## Data for analysis
■ ■ ■ ■ ■

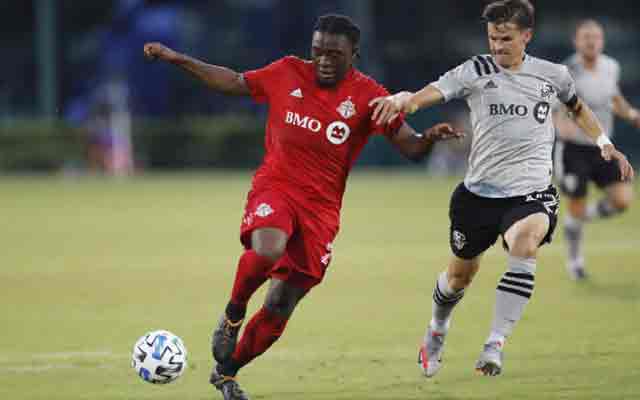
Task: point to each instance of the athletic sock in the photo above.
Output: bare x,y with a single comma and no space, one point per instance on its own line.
600,209
573,235
445,299
262,331
512,295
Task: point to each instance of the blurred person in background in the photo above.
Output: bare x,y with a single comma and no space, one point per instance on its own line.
507,190
108,130
578,160
319,120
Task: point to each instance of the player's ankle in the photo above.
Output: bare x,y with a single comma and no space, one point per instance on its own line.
495,337
438,326
229,368
235,312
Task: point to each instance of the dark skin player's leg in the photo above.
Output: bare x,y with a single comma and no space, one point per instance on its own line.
282,298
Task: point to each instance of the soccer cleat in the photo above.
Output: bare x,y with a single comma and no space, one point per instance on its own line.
490,360
228,386
224,340
430,353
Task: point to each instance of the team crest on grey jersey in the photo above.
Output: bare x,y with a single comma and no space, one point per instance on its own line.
546,91
541,111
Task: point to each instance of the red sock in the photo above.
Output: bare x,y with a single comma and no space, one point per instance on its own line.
252,272
260,333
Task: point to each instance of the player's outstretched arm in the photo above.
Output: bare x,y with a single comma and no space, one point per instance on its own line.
220,79
565,126
624,110
388,108
586,119
414,146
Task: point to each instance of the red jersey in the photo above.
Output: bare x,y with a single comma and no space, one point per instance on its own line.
313,134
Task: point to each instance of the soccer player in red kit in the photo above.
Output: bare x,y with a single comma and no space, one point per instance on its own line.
319,120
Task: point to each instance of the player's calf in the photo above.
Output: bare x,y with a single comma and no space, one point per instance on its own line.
225,338
490,361
227,385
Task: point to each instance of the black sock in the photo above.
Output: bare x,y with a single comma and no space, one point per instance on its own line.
235,312
229,368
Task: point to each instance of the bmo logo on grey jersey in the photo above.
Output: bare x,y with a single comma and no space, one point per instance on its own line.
511,109
540,110
337,132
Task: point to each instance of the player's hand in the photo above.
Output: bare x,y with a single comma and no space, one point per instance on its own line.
609,153
442,131
155,50
387,108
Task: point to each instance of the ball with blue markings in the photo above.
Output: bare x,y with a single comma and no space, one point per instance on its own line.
159,357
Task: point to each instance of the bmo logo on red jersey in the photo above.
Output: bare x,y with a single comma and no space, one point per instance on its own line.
303,122
337,132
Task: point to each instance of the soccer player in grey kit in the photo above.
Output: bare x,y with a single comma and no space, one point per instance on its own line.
507,190
577,159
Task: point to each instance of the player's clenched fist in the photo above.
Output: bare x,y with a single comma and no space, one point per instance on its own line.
157,50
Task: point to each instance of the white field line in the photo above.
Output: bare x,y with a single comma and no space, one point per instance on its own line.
43,362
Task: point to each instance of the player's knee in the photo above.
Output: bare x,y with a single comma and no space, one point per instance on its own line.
459,279
525,243
622,202
269,243
282,298
577,209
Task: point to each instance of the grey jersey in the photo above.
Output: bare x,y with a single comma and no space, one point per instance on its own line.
513,133
597,88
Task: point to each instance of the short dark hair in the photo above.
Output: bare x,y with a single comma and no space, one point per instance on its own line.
588,23
519,12
339,25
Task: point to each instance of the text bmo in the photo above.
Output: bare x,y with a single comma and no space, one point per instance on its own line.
511,109
304,122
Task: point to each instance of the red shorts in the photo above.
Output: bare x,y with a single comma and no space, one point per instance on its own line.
308,251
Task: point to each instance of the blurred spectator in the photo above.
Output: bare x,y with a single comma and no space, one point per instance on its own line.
105,120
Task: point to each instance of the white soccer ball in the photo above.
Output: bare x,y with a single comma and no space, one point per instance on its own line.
159,357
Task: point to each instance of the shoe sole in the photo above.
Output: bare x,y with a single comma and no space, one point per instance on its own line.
424,364
489,368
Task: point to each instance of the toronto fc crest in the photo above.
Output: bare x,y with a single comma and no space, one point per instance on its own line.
347,109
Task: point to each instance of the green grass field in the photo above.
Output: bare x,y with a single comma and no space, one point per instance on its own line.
88,265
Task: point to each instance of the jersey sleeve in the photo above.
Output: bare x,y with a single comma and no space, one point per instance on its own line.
261,82
390,129
457,83
566,86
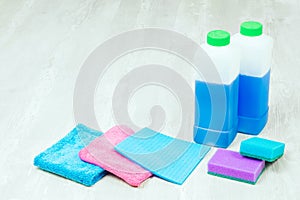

■ ■ ■ ■ ■

## Task
Return word for word the lines above from the line with "Task: point to each instance of the red jersey" to the line with "Task: point to each instance of the ball", including both and leaving out all others.

## Reply
Task: point to each instance of the red jersey in the photo above.
Output: bare x,y with a single comma and no space, one point per instance on its own line.
313,134
Task: point to each instance of the soccer player in red kit in the photo above.
Output: bare x,y with a single comma and no space, one point per instance on its own line.
319,120
Task: point to each instance of the player's calf in the photo above.
Output: bare x,y with a single comma and no space, one point per instance on its own line.
225,338
490,361
227,385
Task: point to each instance of the black sock in the photo above.
Output: bare x,y with a single comma and no space, one point per instance on its own line.
235,312
229,368
Task: point to each instance of the bmo logo on grey jersey in the photo above.
Output: bare x,y with a single comma and no space, one point per instance on its own line.
511,109
540,110
337,132
Task: point to each instance of the player's hand in the photo above.
Output: bare x,y with a single comma and no space, one point per instance on its own line.
609,153
442,131
155,50
387,108
Task: point to each instance of the ball with blue markings in the photo above.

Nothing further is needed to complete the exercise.